Aim:
Everything from the line holding "target | dirt track" through the last line below must be repeated exactly, and nothing else.

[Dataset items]
------------------------------------------------------------------------

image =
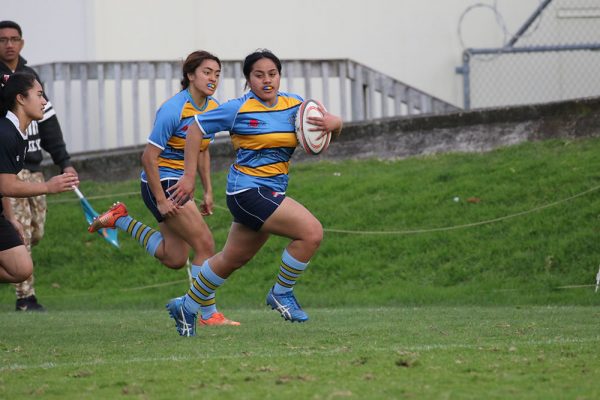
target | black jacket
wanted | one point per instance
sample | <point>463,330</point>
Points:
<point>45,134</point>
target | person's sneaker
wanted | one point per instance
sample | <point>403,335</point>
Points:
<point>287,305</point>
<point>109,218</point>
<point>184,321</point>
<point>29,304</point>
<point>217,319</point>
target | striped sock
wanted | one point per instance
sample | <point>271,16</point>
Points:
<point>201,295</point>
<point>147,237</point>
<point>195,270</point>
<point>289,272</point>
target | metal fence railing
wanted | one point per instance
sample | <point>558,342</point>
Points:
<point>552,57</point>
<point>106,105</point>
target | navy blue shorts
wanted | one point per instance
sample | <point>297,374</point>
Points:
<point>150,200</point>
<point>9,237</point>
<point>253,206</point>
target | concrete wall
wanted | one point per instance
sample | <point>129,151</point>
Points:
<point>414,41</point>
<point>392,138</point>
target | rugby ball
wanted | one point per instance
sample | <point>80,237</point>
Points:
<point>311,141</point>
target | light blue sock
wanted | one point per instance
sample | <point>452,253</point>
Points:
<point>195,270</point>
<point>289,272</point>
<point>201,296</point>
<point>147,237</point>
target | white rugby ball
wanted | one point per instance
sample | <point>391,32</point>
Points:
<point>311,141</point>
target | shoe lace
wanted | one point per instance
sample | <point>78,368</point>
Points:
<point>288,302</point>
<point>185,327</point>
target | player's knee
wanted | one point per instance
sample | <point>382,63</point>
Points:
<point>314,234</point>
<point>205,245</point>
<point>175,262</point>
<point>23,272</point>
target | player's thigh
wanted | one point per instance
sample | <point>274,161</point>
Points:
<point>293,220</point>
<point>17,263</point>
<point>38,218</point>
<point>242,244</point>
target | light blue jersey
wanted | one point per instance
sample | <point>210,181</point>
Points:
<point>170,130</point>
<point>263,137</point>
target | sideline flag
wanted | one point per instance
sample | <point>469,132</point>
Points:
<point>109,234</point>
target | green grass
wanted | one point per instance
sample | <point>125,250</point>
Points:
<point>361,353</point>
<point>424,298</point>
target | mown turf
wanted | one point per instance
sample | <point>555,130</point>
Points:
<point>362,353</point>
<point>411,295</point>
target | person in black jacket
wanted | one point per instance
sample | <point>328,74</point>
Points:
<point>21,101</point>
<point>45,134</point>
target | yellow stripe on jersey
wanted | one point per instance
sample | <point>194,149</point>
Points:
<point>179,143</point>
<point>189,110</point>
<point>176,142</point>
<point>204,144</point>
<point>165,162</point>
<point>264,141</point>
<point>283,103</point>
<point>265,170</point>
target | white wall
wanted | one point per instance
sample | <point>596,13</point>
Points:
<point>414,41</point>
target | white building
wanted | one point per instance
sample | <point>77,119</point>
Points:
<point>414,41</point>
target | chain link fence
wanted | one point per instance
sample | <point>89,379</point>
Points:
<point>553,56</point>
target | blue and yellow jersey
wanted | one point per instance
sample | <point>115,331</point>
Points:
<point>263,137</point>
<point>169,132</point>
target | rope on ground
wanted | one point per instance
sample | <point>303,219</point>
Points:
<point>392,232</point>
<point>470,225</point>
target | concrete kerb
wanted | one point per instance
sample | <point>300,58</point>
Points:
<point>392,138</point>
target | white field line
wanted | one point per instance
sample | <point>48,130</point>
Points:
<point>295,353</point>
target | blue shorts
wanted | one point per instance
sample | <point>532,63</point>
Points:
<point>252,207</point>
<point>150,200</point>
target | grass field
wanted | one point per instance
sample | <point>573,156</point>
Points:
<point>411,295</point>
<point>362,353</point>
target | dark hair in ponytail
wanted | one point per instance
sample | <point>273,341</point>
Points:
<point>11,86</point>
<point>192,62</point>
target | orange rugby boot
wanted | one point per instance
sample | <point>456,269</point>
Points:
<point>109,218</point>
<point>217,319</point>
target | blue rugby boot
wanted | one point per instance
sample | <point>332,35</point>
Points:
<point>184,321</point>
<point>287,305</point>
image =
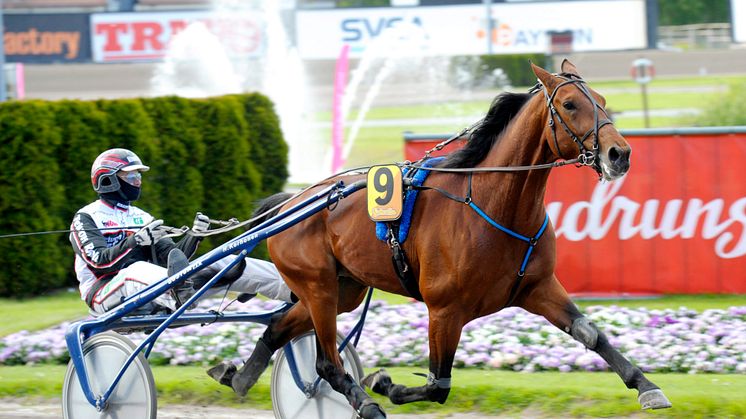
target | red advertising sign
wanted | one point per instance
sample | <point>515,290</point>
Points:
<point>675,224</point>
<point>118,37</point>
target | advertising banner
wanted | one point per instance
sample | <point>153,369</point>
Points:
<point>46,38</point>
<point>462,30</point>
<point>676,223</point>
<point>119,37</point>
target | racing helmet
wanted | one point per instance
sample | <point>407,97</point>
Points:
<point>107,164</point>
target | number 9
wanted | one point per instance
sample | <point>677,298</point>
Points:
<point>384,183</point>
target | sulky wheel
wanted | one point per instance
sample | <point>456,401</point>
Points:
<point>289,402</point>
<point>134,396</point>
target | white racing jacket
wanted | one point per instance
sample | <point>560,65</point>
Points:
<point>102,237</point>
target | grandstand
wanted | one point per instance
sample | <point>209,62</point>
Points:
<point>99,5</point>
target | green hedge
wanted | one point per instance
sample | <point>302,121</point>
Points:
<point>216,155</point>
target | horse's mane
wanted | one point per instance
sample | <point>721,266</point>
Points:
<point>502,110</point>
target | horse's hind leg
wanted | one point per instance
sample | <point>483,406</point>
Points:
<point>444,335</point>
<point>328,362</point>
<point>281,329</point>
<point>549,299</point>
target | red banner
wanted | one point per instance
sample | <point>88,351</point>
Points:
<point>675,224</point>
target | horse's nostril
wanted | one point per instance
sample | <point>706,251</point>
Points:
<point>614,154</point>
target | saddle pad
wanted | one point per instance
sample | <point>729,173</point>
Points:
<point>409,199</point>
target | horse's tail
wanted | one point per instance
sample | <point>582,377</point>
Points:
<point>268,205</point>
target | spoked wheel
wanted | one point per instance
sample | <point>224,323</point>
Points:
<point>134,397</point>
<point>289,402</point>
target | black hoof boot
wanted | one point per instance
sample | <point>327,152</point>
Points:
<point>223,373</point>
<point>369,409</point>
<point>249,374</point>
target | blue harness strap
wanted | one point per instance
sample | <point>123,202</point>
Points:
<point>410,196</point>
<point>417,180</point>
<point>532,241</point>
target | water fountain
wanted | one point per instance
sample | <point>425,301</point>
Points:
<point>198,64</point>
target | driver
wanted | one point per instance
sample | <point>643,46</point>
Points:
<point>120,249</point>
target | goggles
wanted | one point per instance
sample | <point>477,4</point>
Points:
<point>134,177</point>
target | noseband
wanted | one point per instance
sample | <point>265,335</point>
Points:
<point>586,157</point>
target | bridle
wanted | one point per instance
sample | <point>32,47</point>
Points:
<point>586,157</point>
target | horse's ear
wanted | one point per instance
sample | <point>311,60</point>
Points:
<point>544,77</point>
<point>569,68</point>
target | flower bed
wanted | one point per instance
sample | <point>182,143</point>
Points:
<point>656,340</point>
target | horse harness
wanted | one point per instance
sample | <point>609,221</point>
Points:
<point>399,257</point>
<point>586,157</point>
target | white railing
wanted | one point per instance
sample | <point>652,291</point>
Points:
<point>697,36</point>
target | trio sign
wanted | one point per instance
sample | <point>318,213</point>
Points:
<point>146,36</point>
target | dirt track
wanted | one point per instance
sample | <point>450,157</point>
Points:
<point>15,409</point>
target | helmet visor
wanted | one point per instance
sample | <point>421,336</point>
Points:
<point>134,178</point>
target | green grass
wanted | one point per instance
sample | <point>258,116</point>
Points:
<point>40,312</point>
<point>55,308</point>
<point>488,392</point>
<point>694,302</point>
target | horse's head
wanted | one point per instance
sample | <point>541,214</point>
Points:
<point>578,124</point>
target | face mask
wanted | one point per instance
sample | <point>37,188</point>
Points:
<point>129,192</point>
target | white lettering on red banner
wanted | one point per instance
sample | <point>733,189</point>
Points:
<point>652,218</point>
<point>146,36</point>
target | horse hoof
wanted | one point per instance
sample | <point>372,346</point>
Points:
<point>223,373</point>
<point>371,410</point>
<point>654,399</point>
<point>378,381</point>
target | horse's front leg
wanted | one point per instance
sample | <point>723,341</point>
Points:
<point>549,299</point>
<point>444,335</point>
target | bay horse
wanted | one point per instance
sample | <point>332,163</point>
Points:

------------------------------------------------------------------------

Answer:
target | dirt track
wanted | one point per instance
sample | <point>450,157</point>
Points:
<point>15,409</point>
target | helmet visor
wanted | one point per instance
sample | <point>421,336</point>
Points:
<point>134,178</point>
target | green grass
wanted | one point per instance
sample | <point>258,116</point>
Points:
<point>40,312</point>
<point>55,308</point>
<point>488,392</point>
<point>694,302</point>
target | horse's head
wanted | one point per instance
sample | <point>541,214</point>
Points:
<point>578,124</point>
target | face mask
wanted | one point per instance
sample | <point>37,188</point>
Points:
<point>129,192</point>
target | white lettering on red banner
wanted | one point per instance
sample | <point>733,189</point>
Points:
<point>652,218</point>
<point>146,36</point>
target | horse hoof
wanted | one point per instance
sample | <point>372,346</point>
Points:
<point>223,373</point>
<point>371,410</point>
<point>654,399</point>
<point>378,381</point>
target | horse's front leg
wanted | one point per instance
sample | <point>723,341</point>
Points:
<point>549,299</point>
<point>444,335</point>
target | bay horse
wanted | one point per instance
sample | <point>332,163</point>
Points:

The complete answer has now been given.